┏━━
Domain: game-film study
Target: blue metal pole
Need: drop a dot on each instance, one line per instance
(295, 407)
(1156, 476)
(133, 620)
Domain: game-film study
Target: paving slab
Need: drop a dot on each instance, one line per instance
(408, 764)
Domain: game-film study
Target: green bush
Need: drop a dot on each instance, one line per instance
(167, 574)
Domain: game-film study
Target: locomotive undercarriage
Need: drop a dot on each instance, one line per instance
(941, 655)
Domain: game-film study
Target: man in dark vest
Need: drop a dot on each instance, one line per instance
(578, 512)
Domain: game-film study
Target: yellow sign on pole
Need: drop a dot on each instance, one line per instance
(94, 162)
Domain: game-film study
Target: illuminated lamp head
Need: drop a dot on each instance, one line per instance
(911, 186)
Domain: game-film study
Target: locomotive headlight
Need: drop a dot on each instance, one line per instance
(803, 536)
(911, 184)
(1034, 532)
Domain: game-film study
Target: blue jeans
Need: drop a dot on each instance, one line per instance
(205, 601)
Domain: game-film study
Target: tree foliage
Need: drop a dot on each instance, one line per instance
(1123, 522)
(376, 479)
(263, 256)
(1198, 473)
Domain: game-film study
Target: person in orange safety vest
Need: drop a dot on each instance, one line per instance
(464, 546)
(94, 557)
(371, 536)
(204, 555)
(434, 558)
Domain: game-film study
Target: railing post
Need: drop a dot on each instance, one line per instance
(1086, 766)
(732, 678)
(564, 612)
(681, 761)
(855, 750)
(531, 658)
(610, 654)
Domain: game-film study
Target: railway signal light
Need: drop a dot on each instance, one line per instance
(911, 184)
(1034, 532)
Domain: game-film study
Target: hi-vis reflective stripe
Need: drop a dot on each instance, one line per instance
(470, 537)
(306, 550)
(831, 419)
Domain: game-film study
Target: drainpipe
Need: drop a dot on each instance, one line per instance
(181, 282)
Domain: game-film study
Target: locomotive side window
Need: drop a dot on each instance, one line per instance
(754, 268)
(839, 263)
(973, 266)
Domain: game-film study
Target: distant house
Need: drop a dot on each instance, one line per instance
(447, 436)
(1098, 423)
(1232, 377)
┗━━
Goal of the exercise: Make an exact copy of the records.

Result:
Domain: game-film study
Target: blue metal pole
Need: drop a dot on each instance, one line per instance
(295, 407)
(1156, 476)
(133, 620)
Domain: game-film study
Target: paving slab
Need: drop a dot on each instance, one line per instance
(408, 764)
Domain: game-film study
Target: green bush
Need: drop a dot on each instance, one line per instance
(167, 574)
Domain: game-film study
Target: locomotive undercarriage
Need: drop a dot on each instance, one line per instance
(941, 655)
Domain: game-film study
Target: man in dark vest
Need: drop a dot on each instance, one line per instance
(578, 512)
Domain: game-film study
Target: yellow sign on pole
Need: drop a dot on each instance, one line per instance
(94, 162)
Domain: game-film study
Target: illuminated lamp head
Need: drop a dot on each instance, one line per instance
(911, 186)
Domain: game-film study
Target: locomotive headlight
Need: drop a dot on each instance, one line per instance
(803, 536)
(911, 184)
(1034, 532)
Domain: game-film study
Target: blue jeans
Need: drop a dot on each instance, one line per instance
(205, 601)
Domain: game-film study
Target: tree foliage
Need: drop a dot on each instance, one line per instance
(1123, 522)
(376, 479)
(263, 256)
(1198, 473)
Domain: game-film study
Target: person in orange safety vest
Need: drop a dot on each instance, one line per instance
(464, 546)
(94, 557)
(371, 536)
(204, 555)
(434, 558)
Domain: game-film study
Target: railing post
Need: drop a dot on each instance, one line per instance
(1086, 766)
(732, 678)
(564, 612)
(681, 761)
(855, 750)
(531, 658)
(610, 654)
Domain: game-film study
Target: railway signal light
Need: drop a dot on each instance, one line per instance
(911, 184)
(1034, 532)
Domain: game-film study
Target: hi-vis reflective stripe
Need: drop a dot on each instance, one line per instance
(470, 537)
(306, 550)
(831, 419)
Domain: game-film study
Target: drainpipe
Need: drop a dot on each instance, one line per instance
(181, 282)
Domain: game-film study
Target: locomotive side window
Need: drop a dot on each instance, one line per instance
(754, 268)
(839, 263)
(973, 266)
Domain: game-film study
Target: distant house
Need: drop a dot on each instance, one line per instance
(447, 436)
(1098, 423)
(1232, 377)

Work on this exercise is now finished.